**The task**
Return each line of the listing that contains the string "below".

**Material supplied**
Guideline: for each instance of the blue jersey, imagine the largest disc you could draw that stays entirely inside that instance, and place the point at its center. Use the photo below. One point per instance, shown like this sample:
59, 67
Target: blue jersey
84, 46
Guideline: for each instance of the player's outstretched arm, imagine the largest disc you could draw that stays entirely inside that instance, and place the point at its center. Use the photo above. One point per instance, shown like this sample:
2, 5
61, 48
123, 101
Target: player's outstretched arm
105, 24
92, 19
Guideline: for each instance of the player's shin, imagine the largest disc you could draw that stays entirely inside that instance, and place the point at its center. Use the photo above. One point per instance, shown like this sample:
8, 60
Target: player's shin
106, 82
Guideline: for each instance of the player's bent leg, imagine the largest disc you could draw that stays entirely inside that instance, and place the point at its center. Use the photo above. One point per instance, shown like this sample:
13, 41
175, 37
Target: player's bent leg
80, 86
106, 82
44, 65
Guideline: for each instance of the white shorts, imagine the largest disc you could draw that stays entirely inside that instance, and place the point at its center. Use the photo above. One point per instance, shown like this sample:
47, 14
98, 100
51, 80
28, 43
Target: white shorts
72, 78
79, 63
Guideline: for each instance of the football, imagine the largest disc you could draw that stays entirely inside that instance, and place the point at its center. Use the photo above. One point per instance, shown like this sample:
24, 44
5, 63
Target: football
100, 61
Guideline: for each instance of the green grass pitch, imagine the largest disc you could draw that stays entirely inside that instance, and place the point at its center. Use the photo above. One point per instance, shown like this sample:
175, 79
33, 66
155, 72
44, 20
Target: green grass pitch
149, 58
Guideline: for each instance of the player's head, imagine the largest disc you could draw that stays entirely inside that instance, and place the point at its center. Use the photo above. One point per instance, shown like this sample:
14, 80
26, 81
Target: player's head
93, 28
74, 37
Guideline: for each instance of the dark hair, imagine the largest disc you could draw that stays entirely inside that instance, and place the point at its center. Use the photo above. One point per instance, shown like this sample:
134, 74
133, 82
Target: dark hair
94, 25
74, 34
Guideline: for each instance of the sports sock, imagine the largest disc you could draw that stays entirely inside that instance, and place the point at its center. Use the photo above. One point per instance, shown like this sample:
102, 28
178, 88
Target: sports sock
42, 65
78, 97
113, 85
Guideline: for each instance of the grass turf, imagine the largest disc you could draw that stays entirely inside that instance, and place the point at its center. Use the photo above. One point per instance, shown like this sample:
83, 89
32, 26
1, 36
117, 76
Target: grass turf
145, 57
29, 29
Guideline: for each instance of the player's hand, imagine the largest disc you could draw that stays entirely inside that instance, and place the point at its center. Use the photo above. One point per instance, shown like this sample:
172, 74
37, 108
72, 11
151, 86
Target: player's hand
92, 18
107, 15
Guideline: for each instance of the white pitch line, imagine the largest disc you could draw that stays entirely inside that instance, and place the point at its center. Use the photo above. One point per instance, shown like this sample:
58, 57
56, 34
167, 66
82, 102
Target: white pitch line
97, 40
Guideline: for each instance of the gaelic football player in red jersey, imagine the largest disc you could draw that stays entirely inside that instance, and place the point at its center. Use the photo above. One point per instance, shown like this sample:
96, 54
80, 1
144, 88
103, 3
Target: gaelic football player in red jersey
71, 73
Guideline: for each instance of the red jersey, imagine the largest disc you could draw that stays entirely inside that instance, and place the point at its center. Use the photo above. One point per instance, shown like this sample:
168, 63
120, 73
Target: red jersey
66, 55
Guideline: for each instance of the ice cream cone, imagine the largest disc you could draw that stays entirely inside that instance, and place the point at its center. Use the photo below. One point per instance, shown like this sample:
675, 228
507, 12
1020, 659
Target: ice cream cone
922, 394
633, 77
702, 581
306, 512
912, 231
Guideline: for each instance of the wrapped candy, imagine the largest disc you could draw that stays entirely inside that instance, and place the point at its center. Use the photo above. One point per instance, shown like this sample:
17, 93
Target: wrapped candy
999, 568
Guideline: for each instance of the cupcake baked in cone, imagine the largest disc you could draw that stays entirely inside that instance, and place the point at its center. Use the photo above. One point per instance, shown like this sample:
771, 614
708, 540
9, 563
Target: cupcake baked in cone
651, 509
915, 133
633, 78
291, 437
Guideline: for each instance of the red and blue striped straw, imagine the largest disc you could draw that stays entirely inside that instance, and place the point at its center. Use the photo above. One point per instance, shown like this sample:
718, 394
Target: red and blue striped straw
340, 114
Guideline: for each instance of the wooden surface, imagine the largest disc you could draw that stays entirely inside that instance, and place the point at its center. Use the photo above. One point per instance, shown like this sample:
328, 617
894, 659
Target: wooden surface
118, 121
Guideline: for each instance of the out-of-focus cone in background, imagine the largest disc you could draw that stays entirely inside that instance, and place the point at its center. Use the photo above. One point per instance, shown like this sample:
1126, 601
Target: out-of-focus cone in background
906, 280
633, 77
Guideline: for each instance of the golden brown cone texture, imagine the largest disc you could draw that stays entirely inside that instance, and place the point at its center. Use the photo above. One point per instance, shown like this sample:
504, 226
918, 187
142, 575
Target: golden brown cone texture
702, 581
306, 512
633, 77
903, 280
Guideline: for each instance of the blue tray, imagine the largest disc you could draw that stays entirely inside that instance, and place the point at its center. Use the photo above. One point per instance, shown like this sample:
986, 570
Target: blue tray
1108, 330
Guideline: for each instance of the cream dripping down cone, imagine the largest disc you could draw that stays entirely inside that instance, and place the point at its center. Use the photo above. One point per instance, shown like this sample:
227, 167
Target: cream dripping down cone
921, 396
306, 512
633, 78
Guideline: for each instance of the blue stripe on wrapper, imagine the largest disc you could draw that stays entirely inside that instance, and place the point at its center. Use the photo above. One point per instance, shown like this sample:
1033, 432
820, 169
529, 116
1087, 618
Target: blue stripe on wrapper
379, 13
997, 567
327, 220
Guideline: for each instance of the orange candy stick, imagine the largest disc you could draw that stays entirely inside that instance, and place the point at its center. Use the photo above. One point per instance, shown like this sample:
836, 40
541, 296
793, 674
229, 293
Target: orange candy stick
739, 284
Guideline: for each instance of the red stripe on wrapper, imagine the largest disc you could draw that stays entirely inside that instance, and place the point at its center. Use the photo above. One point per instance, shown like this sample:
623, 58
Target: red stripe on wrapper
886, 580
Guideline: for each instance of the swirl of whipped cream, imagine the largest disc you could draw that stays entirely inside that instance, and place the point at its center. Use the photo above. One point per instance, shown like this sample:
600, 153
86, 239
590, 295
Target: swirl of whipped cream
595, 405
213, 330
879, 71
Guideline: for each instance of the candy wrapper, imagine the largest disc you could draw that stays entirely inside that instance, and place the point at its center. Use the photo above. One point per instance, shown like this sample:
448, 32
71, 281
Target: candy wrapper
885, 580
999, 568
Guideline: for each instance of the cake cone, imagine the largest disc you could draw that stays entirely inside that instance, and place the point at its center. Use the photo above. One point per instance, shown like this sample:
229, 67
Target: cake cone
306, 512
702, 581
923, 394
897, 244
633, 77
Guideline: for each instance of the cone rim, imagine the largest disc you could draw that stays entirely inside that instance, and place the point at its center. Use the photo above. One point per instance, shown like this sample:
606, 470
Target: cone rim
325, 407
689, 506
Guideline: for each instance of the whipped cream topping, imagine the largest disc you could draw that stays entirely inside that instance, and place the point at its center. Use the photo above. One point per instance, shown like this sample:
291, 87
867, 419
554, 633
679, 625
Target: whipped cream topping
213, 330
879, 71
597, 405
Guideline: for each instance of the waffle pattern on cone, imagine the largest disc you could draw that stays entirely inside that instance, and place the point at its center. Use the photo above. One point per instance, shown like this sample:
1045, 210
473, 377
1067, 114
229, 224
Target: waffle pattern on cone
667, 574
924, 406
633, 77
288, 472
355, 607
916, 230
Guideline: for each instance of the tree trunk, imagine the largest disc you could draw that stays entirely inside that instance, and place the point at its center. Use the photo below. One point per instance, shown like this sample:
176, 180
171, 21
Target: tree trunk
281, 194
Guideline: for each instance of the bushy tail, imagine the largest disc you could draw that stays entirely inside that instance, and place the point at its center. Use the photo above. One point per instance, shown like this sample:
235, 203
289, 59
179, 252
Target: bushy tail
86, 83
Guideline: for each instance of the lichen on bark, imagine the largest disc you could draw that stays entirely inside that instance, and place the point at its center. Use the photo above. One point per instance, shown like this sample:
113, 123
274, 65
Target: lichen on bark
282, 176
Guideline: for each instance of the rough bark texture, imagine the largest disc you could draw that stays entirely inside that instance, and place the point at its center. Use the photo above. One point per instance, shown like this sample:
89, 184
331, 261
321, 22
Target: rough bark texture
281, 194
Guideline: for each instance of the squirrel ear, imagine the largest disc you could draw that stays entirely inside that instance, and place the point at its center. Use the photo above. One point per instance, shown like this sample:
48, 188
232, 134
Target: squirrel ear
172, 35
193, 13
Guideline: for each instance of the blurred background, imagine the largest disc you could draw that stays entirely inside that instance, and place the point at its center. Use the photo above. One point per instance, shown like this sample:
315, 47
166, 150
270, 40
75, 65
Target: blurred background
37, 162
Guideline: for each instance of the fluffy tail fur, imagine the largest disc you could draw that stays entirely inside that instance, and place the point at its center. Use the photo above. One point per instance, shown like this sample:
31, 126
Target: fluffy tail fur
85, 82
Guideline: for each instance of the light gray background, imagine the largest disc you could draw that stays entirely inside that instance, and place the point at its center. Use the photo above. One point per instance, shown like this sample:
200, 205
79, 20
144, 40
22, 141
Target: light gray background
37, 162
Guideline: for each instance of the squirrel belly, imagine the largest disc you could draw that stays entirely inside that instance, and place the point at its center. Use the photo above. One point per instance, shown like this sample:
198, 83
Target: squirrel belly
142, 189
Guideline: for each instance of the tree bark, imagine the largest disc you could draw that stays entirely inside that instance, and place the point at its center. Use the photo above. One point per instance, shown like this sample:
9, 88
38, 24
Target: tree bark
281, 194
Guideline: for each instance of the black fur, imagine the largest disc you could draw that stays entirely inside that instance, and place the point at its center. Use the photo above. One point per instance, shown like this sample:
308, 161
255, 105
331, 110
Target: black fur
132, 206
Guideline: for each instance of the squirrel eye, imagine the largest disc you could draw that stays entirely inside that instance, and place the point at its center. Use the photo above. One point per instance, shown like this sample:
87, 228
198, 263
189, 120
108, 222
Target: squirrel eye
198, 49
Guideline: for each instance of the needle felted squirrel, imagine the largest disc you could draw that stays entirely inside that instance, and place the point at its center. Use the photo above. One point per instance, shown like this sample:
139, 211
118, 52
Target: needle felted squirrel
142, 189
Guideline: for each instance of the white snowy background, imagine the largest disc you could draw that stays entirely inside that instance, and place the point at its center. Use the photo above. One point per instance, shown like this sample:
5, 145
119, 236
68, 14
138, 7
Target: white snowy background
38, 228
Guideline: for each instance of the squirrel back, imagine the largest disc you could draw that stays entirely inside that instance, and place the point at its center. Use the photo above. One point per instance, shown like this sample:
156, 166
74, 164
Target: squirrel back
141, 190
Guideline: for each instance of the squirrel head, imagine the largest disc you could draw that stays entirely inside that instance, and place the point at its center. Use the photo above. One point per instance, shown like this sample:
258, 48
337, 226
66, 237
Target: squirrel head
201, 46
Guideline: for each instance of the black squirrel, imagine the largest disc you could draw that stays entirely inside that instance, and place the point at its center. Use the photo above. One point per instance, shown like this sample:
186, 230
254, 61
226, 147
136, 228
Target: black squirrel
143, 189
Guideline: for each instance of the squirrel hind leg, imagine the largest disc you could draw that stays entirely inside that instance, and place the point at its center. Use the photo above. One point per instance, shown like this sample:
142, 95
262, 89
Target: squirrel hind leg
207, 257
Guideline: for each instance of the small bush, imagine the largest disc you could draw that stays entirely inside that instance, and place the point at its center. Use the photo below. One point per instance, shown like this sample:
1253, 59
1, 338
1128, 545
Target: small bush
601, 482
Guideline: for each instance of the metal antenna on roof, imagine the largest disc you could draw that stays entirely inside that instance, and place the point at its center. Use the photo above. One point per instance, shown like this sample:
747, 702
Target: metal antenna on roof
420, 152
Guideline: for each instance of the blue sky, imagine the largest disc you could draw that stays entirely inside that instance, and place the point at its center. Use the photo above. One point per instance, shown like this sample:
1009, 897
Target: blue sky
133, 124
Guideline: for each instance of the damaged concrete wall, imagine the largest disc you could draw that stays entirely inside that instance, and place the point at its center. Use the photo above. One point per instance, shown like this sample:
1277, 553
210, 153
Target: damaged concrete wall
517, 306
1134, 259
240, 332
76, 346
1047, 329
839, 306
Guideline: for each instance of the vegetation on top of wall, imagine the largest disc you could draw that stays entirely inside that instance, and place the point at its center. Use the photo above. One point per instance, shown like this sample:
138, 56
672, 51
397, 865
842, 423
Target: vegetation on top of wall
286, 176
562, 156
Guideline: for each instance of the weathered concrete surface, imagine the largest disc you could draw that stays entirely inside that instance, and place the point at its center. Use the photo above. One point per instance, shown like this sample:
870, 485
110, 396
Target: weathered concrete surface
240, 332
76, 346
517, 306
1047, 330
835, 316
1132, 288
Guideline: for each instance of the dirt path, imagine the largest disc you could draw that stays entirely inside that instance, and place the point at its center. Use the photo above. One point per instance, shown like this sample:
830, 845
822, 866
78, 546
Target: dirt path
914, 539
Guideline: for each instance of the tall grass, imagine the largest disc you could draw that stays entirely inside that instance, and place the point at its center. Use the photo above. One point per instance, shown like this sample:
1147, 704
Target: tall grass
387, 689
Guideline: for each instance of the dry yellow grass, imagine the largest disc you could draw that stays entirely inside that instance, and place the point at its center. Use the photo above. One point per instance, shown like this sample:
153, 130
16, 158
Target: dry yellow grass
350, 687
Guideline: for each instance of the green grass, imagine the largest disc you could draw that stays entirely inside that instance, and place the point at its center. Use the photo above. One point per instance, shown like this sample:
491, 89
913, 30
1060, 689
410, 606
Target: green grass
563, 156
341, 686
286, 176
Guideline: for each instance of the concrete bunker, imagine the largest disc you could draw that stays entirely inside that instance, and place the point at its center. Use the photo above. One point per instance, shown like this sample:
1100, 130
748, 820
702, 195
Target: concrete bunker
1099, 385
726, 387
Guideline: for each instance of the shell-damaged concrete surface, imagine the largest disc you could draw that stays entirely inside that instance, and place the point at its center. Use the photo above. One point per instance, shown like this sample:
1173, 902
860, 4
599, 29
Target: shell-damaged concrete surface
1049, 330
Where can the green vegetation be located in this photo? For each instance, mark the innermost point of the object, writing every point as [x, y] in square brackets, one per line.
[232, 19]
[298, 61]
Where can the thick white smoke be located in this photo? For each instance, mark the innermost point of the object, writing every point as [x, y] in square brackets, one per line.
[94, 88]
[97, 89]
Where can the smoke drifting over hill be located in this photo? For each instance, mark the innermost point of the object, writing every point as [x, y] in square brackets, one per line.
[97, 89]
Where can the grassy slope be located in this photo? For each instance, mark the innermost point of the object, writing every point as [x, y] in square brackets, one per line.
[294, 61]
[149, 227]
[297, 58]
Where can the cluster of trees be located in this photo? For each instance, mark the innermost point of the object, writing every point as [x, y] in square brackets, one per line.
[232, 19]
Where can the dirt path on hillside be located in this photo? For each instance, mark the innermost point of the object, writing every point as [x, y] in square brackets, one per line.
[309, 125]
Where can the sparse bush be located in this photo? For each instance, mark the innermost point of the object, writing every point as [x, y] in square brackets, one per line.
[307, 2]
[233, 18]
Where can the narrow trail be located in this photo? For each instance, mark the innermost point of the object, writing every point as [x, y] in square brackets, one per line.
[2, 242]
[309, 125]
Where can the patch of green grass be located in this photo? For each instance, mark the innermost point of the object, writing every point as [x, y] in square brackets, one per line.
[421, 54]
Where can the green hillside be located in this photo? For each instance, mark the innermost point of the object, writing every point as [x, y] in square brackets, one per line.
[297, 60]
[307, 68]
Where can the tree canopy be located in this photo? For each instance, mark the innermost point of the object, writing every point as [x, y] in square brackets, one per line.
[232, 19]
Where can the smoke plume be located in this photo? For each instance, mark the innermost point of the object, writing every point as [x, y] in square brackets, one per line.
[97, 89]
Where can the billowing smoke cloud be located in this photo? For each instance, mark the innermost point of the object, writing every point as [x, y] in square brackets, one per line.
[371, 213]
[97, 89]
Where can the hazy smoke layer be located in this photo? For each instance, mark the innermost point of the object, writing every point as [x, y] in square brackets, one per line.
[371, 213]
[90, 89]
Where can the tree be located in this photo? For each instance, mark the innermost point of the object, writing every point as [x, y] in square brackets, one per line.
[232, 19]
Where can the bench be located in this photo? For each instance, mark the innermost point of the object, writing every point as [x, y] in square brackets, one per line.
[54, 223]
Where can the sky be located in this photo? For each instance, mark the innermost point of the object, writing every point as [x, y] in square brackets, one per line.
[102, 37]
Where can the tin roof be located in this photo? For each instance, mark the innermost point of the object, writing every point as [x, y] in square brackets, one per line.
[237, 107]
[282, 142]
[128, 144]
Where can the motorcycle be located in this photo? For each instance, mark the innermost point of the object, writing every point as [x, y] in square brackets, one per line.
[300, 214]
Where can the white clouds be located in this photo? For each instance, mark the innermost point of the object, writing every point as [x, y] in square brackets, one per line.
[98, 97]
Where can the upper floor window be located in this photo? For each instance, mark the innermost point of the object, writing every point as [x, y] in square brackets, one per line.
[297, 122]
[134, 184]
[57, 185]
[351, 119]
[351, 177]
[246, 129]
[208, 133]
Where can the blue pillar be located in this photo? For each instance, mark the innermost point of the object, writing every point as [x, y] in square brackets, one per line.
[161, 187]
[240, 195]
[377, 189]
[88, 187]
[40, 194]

**Your solution**
Guideline: for each instance of the blue jersey, imagine the largest disc you could draw that stays entirely inside that instance, and place the point at its center. Use the photo below. One point per instance, shown like this sample:
Guideline: for each instance of the ice cream cone, imagine the largest disc you could draw that stays entirely inside that instance, and place the point at its center. Use the photo below. One point per instance, shown like this sample:
Guideline: for each instance of the tree trunk, imagine the largest disc you could draw that stays entirely inside that instance, and place the point at its center. Use the photo below. One point per instance, shown like this sample:
Guideline: for each instance of the small bush, imagine the largest disc you could draw that stays entirely inside that instance, and place the point at its center. Use the photo below. One point per instance, shown like this sample:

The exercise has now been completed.